_Directions:_
Your response should reproduce every line of the entries that contains the word "helmet".

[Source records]
====================
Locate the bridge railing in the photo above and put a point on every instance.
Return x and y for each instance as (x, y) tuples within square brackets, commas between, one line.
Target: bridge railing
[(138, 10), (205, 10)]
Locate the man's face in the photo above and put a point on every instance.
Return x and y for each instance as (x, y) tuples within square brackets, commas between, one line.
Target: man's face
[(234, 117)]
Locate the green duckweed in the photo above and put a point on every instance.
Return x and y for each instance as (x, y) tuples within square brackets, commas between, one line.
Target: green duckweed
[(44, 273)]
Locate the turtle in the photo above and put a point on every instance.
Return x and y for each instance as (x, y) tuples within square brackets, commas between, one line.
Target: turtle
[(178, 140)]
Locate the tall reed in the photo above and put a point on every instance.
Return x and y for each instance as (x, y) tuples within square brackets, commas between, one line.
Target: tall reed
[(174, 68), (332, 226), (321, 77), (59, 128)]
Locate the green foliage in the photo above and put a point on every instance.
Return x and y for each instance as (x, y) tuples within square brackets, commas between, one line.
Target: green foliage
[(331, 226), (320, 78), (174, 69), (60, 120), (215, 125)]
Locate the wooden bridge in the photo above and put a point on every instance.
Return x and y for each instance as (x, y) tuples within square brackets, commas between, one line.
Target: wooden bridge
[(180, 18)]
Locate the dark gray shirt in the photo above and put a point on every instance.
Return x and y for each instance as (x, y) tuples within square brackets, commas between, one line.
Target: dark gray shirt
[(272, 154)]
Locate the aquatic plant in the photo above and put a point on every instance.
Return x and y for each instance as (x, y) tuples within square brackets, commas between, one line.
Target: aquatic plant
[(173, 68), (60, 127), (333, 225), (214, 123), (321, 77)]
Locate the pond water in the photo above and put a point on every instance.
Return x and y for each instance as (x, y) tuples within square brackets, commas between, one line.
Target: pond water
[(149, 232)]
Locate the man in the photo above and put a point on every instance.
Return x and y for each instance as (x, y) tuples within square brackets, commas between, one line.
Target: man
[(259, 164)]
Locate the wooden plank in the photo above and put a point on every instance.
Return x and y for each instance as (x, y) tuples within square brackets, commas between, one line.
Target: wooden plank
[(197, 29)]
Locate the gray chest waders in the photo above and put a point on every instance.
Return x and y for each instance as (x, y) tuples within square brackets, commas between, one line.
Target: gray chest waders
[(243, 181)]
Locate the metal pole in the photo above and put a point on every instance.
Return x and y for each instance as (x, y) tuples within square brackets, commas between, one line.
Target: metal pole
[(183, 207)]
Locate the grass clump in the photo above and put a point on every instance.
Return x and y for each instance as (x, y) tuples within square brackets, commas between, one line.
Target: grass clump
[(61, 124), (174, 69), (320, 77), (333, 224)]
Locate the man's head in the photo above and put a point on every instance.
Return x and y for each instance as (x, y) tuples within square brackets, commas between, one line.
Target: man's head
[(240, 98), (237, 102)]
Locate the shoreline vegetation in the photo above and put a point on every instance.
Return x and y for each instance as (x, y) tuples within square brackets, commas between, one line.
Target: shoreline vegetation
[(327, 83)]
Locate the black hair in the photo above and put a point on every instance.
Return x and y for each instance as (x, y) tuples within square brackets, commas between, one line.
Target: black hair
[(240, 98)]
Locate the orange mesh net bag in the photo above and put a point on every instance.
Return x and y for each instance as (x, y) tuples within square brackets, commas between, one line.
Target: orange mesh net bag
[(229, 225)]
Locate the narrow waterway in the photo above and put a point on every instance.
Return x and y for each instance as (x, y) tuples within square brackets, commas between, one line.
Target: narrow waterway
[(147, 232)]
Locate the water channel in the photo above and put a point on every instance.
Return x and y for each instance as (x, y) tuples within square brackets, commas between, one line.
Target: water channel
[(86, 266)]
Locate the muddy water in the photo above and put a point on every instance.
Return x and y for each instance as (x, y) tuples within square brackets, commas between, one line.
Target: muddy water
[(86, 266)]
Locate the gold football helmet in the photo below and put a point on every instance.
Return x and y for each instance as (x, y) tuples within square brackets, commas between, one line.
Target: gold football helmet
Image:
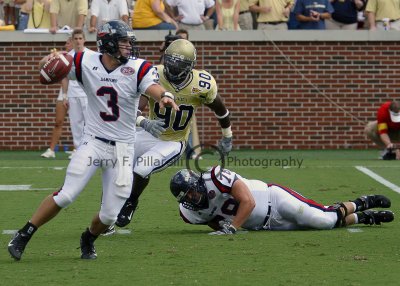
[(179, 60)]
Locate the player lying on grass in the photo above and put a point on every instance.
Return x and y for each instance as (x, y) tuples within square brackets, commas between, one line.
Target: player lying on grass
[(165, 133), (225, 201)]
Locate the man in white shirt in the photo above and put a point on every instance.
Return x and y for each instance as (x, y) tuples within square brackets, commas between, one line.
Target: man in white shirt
====================
_Answer section:_
Locate the gold football helmet in the photo below and put a point on every instance.
Target: gold football helmet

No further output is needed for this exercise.